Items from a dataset
— begin —

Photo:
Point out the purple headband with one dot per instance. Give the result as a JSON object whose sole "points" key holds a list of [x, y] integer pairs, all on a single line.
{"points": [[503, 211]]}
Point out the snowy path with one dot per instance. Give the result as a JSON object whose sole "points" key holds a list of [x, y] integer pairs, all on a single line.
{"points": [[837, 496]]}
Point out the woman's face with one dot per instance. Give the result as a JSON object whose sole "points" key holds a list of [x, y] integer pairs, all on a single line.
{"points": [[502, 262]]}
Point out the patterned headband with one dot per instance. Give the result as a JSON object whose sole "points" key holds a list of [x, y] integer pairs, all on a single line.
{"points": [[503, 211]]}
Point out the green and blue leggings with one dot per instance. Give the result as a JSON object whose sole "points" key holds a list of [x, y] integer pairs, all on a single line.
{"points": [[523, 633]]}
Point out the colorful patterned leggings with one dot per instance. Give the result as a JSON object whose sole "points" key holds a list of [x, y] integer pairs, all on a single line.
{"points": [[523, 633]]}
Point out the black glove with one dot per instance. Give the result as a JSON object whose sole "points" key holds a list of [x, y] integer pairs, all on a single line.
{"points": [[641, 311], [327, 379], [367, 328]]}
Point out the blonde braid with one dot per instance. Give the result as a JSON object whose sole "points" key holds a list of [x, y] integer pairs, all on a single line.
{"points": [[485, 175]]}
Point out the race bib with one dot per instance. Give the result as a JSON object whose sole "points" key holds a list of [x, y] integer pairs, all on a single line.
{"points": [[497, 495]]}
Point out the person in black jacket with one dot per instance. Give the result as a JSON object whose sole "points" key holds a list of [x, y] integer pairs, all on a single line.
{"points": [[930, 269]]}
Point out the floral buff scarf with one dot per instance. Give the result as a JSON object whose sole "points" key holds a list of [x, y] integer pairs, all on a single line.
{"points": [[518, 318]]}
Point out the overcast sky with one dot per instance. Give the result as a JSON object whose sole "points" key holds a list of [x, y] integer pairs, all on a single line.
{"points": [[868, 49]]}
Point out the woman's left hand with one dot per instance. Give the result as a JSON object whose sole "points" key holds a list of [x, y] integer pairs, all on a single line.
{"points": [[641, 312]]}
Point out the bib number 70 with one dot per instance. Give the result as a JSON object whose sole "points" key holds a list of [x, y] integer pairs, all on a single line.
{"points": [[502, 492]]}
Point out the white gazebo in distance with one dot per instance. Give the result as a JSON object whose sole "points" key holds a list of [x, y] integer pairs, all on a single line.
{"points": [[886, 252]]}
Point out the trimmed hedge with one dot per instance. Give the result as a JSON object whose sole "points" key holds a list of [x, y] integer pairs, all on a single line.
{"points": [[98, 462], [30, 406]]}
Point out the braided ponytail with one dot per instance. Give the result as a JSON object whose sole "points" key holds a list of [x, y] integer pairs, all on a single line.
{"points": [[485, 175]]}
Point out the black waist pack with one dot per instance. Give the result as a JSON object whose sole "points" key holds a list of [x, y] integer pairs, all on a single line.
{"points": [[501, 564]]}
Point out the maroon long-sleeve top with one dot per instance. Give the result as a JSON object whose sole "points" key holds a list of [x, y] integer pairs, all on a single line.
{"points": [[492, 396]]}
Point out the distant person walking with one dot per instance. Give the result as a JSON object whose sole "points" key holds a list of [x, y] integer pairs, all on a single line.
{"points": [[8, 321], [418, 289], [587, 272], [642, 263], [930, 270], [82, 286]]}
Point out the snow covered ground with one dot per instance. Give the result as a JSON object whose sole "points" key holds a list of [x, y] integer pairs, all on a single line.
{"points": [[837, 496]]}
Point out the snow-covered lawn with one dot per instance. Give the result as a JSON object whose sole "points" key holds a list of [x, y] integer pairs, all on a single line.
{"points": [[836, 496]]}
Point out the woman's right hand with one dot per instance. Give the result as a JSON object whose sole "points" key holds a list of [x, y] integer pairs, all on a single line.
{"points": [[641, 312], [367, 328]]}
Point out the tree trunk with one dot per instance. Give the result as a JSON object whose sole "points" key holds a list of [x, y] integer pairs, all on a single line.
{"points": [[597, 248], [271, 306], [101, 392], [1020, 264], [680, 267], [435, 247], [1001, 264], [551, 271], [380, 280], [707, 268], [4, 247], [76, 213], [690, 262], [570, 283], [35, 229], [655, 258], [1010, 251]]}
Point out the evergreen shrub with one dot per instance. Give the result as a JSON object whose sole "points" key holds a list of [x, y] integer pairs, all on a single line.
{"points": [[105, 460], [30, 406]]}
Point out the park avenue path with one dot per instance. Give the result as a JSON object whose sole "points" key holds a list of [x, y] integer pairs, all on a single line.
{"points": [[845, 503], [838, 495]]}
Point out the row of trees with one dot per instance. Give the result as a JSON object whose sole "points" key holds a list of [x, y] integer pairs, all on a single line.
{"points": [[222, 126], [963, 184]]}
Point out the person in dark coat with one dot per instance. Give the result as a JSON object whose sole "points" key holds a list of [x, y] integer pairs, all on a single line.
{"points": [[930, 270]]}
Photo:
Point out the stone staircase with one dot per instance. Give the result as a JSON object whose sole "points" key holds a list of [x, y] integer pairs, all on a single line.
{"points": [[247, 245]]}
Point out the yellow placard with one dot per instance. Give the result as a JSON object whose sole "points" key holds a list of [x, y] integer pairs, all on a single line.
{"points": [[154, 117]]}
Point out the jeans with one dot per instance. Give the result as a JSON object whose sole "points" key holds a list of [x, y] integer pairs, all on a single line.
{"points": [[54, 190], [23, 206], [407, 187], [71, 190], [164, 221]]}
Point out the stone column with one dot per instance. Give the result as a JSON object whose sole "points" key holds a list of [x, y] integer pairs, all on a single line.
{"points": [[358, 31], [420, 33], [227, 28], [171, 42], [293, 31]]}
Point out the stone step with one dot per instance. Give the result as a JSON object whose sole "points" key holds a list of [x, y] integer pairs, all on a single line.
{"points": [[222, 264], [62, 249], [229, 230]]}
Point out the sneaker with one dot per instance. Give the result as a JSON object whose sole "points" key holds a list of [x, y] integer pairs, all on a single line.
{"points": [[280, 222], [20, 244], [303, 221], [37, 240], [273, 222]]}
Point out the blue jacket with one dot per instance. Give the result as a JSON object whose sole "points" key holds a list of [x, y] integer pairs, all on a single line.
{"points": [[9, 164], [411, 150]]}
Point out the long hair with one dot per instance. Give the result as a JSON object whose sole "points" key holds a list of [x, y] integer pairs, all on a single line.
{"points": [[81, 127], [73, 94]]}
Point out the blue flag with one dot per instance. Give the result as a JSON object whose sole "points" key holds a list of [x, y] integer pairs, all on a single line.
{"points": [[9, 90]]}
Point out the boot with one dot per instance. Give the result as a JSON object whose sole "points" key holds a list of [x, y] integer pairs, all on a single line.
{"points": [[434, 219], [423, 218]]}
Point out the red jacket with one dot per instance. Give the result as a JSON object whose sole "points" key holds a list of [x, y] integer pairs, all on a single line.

— end —

GIVEN PROBLEM:
Repeat every record, keeping each word and mark exactly as it is.

WRITTEN SOLUTION:
Photo:
Point out the purple headband with one dot per instance. Give the result as a JSON object whose sole "points" key holds a list of [x, y] integer pairs, all on a single line.
{"points": [[503, 211]]}
Point out the snowy path with one dot per instance. Give the result as a JSON object whose sole "points" key holds a list of [x, y] integer pairs, all on a single line.
{"points": [[837, 496]]}
Point out the woman's face with one dot per instance. Give the result as a JSON object whose sole "points" key holds a list of [x, y] integer pairs, all on a single line.
{"points": [[502, 262]]}
Point out the patterned headband with one dot per instance. Give the result as a JSON object whose sole "points" key holds a list of [x, y] integer pairs, all on a single line.
{"points": [[503, 211]]}
Point out the green and blue leggings with one dot per instance. Give the result as a JSON object whose sole "points" key holds a list of [x, y] integer pairs, all on a single line.
{"points": [[523, 633]]}
Point out the colorful patterned leggings with one dot per instance. Give the result as a JSON object whose sole "points" key holds a list of [x, y] integer pairs, all on a single line.
{"points": [[523, 633]]}
Point out the black glove with one dot per instance. Give the result as a JSON object whose sole "points" key holds a list of [x, y] integer pairs, all on a single line.
{"points": [[641, 311], [327, 379], [367, 328]]}
Point out the blonde braid with one dot per instance. Give the result as a JSON object whose sole "points" key holds a list of [x, y] integer pairs, all on a single line.
{"points": [[485, 175]]}
Point out the race bib with one dot per instance. Give the result as a JSON object whose sole "points" key holds a list of [x, y] integer pairs, all on a single line.
{"points": [[497, 495]]}
Point out the person in black jacket with one dot per instance. Give the result as a JSON object whose sole "points" key holds a list of [x, y] integer pairs, all on a single line.
{"points": [[930, 269]]}
Point out the floral buff scarf with one dot per instance. Give the result as a JSON object whose sole "points" key holds a list of [x, y] integer pairs, all on a single line.
{"points": [[518, 318]]}
Point out the overcast sky with one dot per instance. Give the result as a JSON object whose sole "points" key holds a list of [x, y] integer pairs, all on a single line.
{"points": [[868, 49]]}
Point out the woman's left hand with one dot per instance. Give the result as a JSON object whose sole "points" key holds a list of [x, y] integer pairs, all on a single line.
{"points": [[641, 312]]}
Point out the bib number 70 with one dot per instance. Give the result as a JSON object whose sole "points" key holds a list of [x, y] integer pairs, all on a single line.
{"points": [[502, 492]]}
Point out the white gazebo in distance with one dot per instance. Give the result as a JSON object whose sole "points" key holds a list of [x, y] integer pairs, all on a single line.
{"points": [[886, 252]]}
Point out the trimmed hedge with one dot per instance. Give the result as a JSON object whose sole "points" key holds a list of [x, y] integer pairs, all on a single line.
{"points": [[98, 462], [30, 406]]}
Point out the braided ponytail with one dot per instance. Give the result as a JSON object whose sole "points" key holds a list of [x, y] integer pairs, all on a single line.
{"points": [[485, 175]]}
Point out the black waist pack with one dot per instance. Give the result as a JSON object whose sole "points" key holds a list of [x, y] integer pairs, all on a single line.
{"points": [[501, 564]]}
Point out the maroon long-sleeve top with one dot per instance. Give the result as a JSON object whose sole "points" key holds a list of [x, y] integer pairs, all on a single line.
{"points": [[492, 396]]}
Point out the distant person walking with one dot per instance. Give the result as a JSON object whose sole "points" key holds a list of [x, y] integer pairs, all on a single line.
{"points": [[8, 321], [418, 289], [587, 272], [642, 263], [930, 270], [82, 286]]}
Point out the snow covered ground with one dot per instance. Give the result as a JSON object whose sole "points" key holds a list of [x, y] integer pairs, all on a single line.
{"points": [[837, 496]]}
Point out the snow-covered lawn with one dot per instance. Give the result as a JSON object whose sole "points" key holds a list of [x, y] integer pairs, all on a single line.
{"points": [[836, 496]]}
Point out the woman's right hand with one dot per instance. Give the result as a JSON object whose sole "points" key holds a list of [x, y] integer pairs, all on a single line.
{"points": [[641, 312], [367, 328]]}
Point out the tree trunk with one dot per instance. Give the result as a JSON object whose sole "points" key holds a list of [x, y] integer pairs, all on a single line.
{"points": [[597, 248], [271, 306], [101, 392], [1020, 264], [680, 267], [435, 247], [1001, 264], [551, 271], [380, 280], [707, 268], [4, 247], [76, 213], [690, 262], [570, 283], [35, 229], [655, 258], [1010, 251]]}
Point out the evergreen shrub with one dot per instance. Give the result as a JSON object whose sole "points" key holds a list of [x, y] integer pairs, all on a single line.
{"points": [[105, 460], [30, 406]]}
Point out the park avenue path with one dot per instance. Give the result as a JSON object whose sole "points" key holds a list of [x, y] integer pairs, all on a single line.
{"points": [[845, 503], [838, 495]]}
Point out the row of trees with one dot per instance. Give the result as a JSON object whose sole "points" key holds a list of [x, y] integer pairs, all on a single line.
{"points": [[222, 126], [963, 184]]}
Point out the person in dark coat with one dot per instance. Give the result as a JSON object whose sole "points" key holds a list of [x, y] integer pairs, all on a single line.
{"points": [[930, 270]]}
Photo:
Point out the stone staircase with one dot per instance. Give the result as a JSON object whose sole "points" key holds a list of [x, y] integer pairs, all on a single line.
{"points": [[247, 245]]}
Point out the yellow placard with one dot per instance. Give the result as a JSON object whose sole "points" key holds a list of [x, y] integer pairs, all on a single line.
{"points": [[154, 117]]}
Point out the jeans with one dot per instance. Give the result as a JSON object whose sole "points" key holds a list of [x, y] integer pairs, all on a single line.
{"points": [[54, 190], [23, 206], [407, 187], [71, 190], [164, 221]]}
Point out the stone column with one dot per instance. Give the result as a JSON object whose sole "points" key holds a list of [x, y] integer pairs, all on a single line.
{"points": [[358, 31], [420, 33], [227, 28], [171, 42], [293, 31]]}
Point out the stone step with one dot per instance. Give the result as a JSON object whose sole "points" key holds a list of [x, y] integer pairs, all on a single line.
{"points": [[222, 264], [62, 249], [229, 230]]}
Point out the sneaker with one dot per instance. Give the result as a JSON object whose sole "points" key holds a list of [x, y] integer pairs, all on a single line.
{"points": [[280, 222], [20, 244], [303, 221], [37, 240], [273, 222]]}
Point out the blue jacket with one dot per instance. Give the result as a JSON object whose sole "points" key holds a list of [x, y] integer pairs, all on a single line.
{"points": [[9, 164], [411, 150]]}
Point out the long hair with one dot per instance. Give the result as a JSON object whose sole "points" key holds a list of [x, y] integer pairs, all on a single line.
{"points": [[81, 127], [73, 94]]}
Point out the blue flag with one dot per instance. Give the result as a JSON object whose sole "points" key holds a list of [x, y] integer pairs, all on a single line.
{"points": [[9, 90]]}
Point out the boot with one dot per instance. Give the result as a JSON object whose sole "points" key holds a list of [x, y] integer pairs, all on a single line.
{"points": [[434, 219], [423, 218]]}
Point out the red jacket with one dot per instance. Give the result as a JSON object whose sole "points" key holds a list of [x, y] integer pairs, all on a single line.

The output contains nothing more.